■ Task input ■
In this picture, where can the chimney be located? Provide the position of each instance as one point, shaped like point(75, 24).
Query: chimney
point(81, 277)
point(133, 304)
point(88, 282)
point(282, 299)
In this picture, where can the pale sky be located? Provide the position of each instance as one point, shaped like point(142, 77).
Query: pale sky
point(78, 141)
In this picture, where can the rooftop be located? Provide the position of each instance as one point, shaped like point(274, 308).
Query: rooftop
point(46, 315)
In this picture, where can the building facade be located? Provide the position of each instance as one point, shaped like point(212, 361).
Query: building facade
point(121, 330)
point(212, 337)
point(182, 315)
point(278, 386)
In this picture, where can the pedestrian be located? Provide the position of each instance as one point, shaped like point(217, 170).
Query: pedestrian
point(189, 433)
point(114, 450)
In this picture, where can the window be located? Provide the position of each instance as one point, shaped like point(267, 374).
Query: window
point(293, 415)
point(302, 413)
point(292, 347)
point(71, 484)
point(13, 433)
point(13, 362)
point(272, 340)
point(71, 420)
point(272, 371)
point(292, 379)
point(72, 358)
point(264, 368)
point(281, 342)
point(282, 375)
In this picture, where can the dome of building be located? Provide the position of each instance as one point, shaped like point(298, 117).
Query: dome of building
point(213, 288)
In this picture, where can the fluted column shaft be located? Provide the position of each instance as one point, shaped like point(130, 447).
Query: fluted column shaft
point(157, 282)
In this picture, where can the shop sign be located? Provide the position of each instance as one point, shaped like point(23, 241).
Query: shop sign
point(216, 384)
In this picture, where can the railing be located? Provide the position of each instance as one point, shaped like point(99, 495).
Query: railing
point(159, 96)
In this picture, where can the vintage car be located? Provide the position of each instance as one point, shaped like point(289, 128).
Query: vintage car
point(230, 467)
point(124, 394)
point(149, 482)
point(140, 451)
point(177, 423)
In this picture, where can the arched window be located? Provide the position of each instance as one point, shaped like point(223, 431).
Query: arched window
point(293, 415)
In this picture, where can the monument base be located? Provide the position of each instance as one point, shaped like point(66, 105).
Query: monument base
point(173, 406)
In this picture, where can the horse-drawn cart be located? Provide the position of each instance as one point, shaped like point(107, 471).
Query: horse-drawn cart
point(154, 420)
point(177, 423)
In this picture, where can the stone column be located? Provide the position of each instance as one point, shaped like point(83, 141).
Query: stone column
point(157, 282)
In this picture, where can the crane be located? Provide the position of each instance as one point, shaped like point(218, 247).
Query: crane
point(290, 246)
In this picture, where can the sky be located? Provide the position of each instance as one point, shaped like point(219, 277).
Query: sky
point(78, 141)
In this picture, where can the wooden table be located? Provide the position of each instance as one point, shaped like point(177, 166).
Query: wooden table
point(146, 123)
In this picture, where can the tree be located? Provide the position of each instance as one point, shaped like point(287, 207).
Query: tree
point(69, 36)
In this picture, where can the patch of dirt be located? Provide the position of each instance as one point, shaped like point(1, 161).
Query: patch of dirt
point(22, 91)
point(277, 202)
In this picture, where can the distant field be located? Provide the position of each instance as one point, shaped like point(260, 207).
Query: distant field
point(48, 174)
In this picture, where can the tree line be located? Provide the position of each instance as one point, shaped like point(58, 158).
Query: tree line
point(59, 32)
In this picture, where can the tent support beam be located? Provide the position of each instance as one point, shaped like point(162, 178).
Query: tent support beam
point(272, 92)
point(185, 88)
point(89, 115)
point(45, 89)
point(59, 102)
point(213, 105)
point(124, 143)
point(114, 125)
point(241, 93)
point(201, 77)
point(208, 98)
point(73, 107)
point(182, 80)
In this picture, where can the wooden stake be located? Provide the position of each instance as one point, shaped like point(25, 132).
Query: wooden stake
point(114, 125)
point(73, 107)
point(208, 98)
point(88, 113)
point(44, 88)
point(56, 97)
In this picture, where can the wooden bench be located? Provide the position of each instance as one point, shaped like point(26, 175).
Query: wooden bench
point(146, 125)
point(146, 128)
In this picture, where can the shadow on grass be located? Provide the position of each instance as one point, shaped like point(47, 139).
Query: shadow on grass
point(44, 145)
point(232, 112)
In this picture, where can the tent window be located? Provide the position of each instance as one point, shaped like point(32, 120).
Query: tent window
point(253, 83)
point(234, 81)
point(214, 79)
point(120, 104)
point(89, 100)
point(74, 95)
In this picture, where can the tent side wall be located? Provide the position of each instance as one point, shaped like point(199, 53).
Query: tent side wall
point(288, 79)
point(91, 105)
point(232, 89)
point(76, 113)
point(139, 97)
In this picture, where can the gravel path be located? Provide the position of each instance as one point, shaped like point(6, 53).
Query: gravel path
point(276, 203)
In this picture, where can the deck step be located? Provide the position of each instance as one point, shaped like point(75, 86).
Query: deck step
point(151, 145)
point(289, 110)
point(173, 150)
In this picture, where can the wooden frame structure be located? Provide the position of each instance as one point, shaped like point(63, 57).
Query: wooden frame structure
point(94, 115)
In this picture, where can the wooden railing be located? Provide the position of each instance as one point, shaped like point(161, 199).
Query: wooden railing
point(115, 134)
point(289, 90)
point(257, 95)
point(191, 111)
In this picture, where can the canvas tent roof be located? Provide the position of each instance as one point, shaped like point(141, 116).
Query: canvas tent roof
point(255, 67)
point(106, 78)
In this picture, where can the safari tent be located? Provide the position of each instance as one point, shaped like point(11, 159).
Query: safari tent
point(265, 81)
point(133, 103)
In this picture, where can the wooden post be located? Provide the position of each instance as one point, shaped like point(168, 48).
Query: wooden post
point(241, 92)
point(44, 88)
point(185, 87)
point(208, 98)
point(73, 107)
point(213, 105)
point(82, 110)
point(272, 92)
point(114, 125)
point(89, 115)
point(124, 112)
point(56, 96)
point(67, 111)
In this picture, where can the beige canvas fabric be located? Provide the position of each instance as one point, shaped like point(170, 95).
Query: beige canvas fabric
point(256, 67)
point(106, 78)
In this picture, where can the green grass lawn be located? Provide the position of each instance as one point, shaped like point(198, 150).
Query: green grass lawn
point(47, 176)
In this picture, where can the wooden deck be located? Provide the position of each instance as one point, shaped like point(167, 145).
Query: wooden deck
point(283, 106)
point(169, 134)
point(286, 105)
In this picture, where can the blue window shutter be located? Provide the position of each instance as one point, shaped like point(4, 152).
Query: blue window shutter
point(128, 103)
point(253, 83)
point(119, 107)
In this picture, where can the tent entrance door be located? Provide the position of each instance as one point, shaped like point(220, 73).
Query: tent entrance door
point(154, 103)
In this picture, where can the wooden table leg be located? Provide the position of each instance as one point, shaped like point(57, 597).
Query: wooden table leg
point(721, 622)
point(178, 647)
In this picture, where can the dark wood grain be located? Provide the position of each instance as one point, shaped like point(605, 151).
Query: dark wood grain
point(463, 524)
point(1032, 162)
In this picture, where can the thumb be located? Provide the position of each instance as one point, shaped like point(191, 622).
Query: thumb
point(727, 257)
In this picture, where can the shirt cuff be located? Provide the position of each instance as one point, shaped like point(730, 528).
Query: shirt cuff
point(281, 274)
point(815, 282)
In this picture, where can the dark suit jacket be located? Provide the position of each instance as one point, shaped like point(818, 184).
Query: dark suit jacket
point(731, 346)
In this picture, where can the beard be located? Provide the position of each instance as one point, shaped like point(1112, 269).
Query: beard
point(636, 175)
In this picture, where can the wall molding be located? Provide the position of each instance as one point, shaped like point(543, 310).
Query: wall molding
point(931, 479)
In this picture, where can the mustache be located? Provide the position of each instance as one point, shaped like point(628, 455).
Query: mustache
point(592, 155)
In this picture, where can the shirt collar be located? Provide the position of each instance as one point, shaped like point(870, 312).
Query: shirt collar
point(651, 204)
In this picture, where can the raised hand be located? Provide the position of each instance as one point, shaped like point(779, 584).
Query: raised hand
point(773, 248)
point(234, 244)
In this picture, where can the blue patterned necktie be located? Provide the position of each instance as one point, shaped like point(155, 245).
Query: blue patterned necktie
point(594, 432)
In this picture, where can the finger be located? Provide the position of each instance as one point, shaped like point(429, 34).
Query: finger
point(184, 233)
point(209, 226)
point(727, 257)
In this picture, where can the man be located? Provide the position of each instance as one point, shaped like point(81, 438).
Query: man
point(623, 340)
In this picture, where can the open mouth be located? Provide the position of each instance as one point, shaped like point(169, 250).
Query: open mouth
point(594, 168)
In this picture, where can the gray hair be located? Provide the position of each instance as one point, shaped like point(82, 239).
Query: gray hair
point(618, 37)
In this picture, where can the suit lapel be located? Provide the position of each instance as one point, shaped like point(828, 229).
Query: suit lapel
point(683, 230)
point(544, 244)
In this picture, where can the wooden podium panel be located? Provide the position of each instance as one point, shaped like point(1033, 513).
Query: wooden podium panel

■ Stated goal ■
Express the lines of the items from the line containing "In this picture, where can the tent support" through the line containing "point(139, 97)", both included, as a JSON list of strings with one string per line and blank lines left out.

■ Task solution ■
[
  "In this picture, where can the tent support beam be located? Provide the position of each instance as one point, shaped like point(162, 178).",
  "Query: tent support beam",
  "point(272, 92)",
  "point(185, 88)",
  "point(89, 115)",
  "point(45, 89)",
  "point(59, 102)",
  "point(213, 105)",
  "point(124, 143)",
  "point(114, 125)",
  "point(241, 93)",
  "point(201, 77)",
  "point(208, 98)",
  "point(73, 107)",
  "point(182, 80)",
  "In this picture, where can the wooden stake be located? Provide the position of each instance as one point, shaped like point(25, 132).",
  "Query: wooden stake",
  "point(114, 125)",
  "point(73, 107)",
  "point(208, 98)",
  "point(88, 113)",
  "point(44, 88)",
  "point(56, 97)",
  "In this picture, where can the wooden bench be located? Provide the position of each instance as one point, shaped like point(26, 175).",
  "Query: wooden bench",
  "point(146, 125)",
  "point(146, 128)",
  "In this picture, where can the shadow on grass be located? Provide the position of each instance as one point, shaped like point(47, 139).",
  "Query: shadow on grass",
  "point(44, 145)",
  "point(232, 112)",
  "In this picture, where can the tent window be located? Provide the position of each instance as one point, shaped like point(32, 120).",
  "Query: tent window",
  "point(253, 83)",
  "point(234, 81)",
  "point(214, 79)",
  "point(120, 104)",
  "point(89, 100)",
  "point(74, 95)",
  "In this picture, where can the tent side wall be located? Provide the position of each instance as one point, shaped like point(199, 53).",
  "Query: tent side wall",
  "point(288, 79)",
  "point(91, 105)",
  "point(232, 89)",
  "point(76, 113)",
  "point(139, 97)"
]